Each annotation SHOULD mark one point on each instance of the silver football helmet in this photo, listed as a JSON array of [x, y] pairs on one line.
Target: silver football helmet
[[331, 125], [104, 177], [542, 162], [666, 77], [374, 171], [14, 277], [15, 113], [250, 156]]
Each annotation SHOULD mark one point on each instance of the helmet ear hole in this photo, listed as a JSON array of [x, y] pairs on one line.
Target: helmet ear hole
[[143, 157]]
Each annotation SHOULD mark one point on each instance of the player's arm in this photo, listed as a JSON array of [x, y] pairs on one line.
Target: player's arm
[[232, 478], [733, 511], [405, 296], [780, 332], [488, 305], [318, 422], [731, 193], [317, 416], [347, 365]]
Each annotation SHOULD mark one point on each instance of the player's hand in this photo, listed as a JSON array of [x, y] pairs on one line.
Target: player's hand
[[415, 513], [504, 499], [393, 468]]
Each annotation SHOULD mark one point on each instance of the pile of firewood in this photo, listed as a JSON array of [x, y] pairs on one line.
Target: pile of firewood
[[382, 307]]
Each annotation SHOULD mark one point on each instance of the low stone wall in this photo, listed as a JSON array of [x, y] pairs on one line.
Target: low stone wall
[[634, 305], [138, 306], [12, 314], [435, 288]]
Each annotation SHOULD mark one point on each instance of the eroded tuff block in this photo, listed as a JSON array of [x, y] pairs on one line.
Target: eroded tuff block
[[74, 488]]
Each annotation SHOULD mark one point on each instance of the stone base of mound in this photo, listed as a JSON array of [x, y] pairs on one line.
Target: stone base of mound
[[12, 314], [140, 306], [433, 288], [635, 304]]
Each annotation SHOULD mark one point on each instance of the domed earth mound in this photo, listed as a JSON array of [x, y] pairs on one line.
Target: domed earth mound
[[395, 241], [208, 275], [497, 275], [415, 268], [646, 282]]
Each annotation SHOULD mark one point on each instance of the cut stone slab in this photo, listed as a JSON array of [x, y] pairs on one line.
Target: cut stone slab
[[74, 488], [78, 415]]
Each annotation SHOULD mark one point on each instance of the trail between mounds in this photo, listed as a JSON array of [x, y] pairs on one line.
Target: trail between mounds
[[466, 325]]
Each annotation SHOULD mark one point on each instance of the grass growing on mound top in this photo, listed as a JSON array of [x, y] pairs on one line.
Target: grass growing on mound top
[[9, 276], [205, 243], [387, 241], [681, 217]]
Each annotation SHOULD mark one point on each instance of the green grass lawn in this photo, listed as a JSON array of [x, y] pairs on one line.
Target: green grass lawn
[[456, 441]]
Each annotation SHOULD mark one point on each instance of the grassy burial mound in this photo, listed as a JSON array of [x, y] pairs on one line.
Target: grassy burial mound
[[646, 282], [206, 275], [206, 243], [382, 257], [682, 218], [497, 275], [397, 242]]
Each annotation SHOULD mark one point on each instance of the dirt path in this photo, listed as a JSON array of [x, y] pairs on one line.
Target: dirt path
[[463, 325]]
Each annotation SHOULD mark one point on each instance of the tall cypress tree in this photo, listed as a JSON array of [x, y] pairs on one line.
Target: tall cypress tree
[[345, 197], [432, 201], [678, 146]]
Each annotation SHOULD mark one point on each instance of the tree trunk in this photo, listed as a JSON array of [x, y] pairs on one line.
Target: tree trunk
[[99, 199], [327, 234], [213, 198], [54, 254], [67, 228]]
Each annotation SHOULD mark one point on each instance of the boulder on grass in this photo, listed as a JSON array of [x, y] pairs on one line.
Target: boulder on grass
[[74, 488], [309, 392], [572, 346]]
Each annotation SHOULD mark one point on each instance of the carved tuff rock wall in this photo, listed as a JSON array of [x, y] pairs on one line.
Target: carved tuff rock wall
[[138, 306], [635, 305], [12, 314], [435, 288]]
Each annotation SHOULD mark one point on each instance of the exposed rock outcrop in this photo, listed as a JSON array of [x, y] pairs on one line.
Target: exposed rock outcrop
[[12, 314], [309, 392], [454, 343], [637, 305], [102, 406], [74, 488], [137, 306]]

Goal | Quote the entire listing above verbatim, line for line, without altering anything.

Full response |
Each annotation SHOULD mark one point on each instance of the silver football helmet in this photo, listed as a JSON array of [x, y] pairs on one line.
Target: silver football helmet
[[331, 125], [104, 177], [542, 162], [666, 77], [374, 171], [14, 277], [15, 113], [250, 156]]
Each annotation SHOULD mark one point on each instance of the helmet ear hole in this photo, listed as a JSON array of [x, y] pairs on one line.
Target: helmet ear hole
[[143, 157]]
Each annotation SHOULD mark one point on each instance of the player's arm in this photo, listed as a JSON array of [x, y] pairs on one line.
Target: player's arm
[[232, 478], [733, 511], [405, 296], [780, 332], [488, 305], [318, 422], [731, 193], [317, 416], [347, 365]]
Each annotation SHOULD mark one point on each instance of the player's hand in this photo, listed as a JSON array of [x, y] pairs on one line.
Target: player's hand
[[415, 513], [504, 499], [393, 468]]
Each annotation SHOULD mark one point on each instance of the pile of firewood in this photo, listed as a JSON array of [x, y] pairs on one line.
Target: pile of firewood
[[382, 307]]
Each annotation SHOULD mark one point on each instance of the low stone wall in this photo, listed as a JSON array of [x, y] pairs on one line.
Target: low stone wall
[[634, 305], [138, 306], [12, 314], [435, 288]]
Each annotation SHOULD mark one point on each instance of the eroded tuff block in this photo, listed as a JSON array of [x, y] pairs on one line.
Target: eroded tuff block
[[74, 488]]
Each annotation SHOULD mark one point on each instance of the stone base of mound in this photo, listed as a JSON array of [x, y] pairs on one line.
Target: stone base of mound
[[12, 314], [140, 306], [433, 288], [635, 304]]
Each annotation SHOULD mark one point on each instance of the domed earth mound in this photo, listed as a JSON array of [x, y] pairs on one line.
Target: domed earth mound
[[395, 241], [208, 275], [497, 275], [415, 268], [646, 282]]
Each annotation SHOULD mark one point on each instance of the cut stone slab in this photo, listed as a JSON array of [x, y] pairs on one line.
Target: cut stone slab
[[74, 488], [78, 415]]
Each annotation SHOULD mark one point on each instance of the trail between mounds in this photo, listed as a JSON array of [x, y] pairs on one line.
Target: trail between mounds
[[466, 325]]
Each annotation SHOULD mark one point on each instance of the grass growing on mound top in this photo, listed as a JSON array of [x, y] pairs on one line.
Target: grass growing on mound top
[[9, 276], [205, 243], [387, 241], [681, 217]]
Each annotation SHOULD mark one point on each instance of the green grass lawn in this photo, listed as a JSON array of [x, y] pairs on one line.
Target: green grass lawn
[[456, 441]]
Each annotation SHOULD mark one point on each instance of the grassy burial mound in this photo, listed as a JSON array of [x, y] pairs on one line.
Target: grassy burial mound
[[646, 282], [206, 275], [206, 243], [382, 257], [682, 218], [497, 275], [397, 242]]
Each annotation SHOULD mark one point on each instance of the dirt path in this photo, listed as a JSON array of [x, y] pairs on one line.
Target: dirt path
[[463, 325]]
Each annotation SHOULD mark one point on each instance of the tall cypress tree in this photo, listed as a JSON array of [x, y] pairs on one line.
Target: tall cypress tree
[[345, 197], [432, 201], [678, 146]]
Each annotation SHOULD mark one point on each instance of the tree trunk in this photo, listed as a JSON array of [x, y] pairs on one line.
Target: tree trunk
[[99, 199], [327, 234], [213, 198], [54, 254], [67, 228]]
Each annotation SHOULD mark one point on each instance of the boulder on grass in this photo, listed as a JSON array of [x, y] pairs on one line.
Target: boulder on grass
[[74, 488], [309, 392], [572, 346]]
Each annotation SHOULD mark one point on each instance of the carved tuff rock wall in this photo, listed as a JSON array of [x, y] pairs on one line.
Target: carved tuff rock wall
[[138, 306], [635, 305], [12, 314], [435, 288]]
Each annotation SHOULD mark one point on each instance of the exposed rock outcrop in this photo, listed as a JSON array of [x, y] pairs on one line.
Target: exposed rock outcrop
[[12, 314], [309, 392], [454, 343], [637, 305], [102, 406], [74, 488], [137, 306]]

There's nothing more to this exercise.